Kutipan Dokumen:
---+---
Demikianlah istilah bulan Ramadlân diambil dari kalimat ramidla-yarmadlu, yang berarti “panas atau keringnya mulut dikarenakan rasa haus”. Keterangan-keterangan tentang lafadz Ramadlân ini disampaikan oleh Muhammad bin Abû Bakar bin Abdul Qâdir Al-Râzî [w. 721 H.] dalam kamus Mukhtâru-sh-Shihhâh dan Muhammad bin Mukarram bin Mandzûr Al-Mashrî [630-711 H.], yang terkenal dengan sebutan Ibnu Mandzûr, dalam karya monumentalnya, Lisânu-l-‘Arab.
---+---
Daftar Data:
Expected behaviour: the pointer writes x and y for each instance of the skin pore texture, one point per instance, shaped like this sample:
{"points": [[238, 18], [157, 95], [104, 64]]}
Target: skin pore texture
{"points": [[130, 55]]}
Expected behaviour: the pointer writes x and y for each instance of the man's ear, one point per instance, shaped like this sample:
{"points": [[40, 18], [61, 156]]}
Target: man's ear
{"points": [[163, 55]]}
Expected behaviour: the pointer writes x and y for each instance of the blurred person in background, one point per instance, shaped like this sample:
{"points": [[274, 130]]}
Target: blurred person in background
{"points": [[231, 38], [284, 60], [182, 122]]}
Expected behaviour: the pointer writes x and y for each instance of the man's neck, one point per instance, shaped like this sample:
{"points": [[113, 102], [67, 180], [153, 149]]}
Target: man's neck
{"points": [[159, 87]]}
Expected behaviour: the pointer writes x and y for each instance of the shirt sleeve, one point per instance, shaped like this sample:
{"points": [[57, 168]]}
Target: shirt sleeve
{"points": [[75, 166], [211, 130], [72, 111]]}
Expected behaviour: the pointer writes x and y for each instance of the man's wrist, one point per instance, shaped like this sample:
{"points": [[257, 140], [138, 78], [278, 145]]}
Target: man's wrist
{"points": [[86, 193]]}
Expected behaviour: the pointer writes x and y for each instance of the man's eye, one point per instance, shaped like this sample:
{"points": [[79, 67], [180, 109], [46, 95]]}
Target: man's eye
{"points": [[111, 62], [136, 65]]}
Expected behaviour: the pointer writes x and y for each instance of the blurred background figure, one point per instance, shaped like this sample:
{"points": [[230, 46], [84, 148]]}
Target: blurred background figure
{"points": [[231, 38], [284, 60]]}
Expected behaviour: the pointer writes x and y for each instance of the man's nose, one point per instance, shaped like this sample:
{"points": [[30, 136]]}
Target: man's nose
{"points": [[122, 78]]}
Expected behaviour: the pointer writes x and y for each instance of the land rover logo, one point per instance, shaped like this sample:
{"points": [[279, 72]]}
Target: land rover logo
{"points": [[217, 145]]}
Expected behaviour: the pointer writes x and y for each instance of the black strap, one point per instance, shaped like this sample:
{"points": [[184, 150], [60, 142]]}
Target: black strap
---+---
Rincian Tugas:
Jawab pertanyaan berikut berdasarkan kutipan dokumen tentang asal istilah Ramadlân.
(a) Dari kalimat apa istilah bulan Ramadlân diambil?
(b) Dalam kamus apa Al-Râzî menyampaikan keterangan tentang lafadz Ramadlân?
(c) Dengan sebutan apa Muhammad bin Mukarram bin Mandzûr Al-Mashrî terkenal?
Jawablah hanya berdasarkan kutipan dokumen, bukan catatan.

Jawaban Latihan:
(a) Ramidla-yarmadlu.
(b) Mukhtâru-sh-Shihhâh.
(c) Ibnu Mandzûr.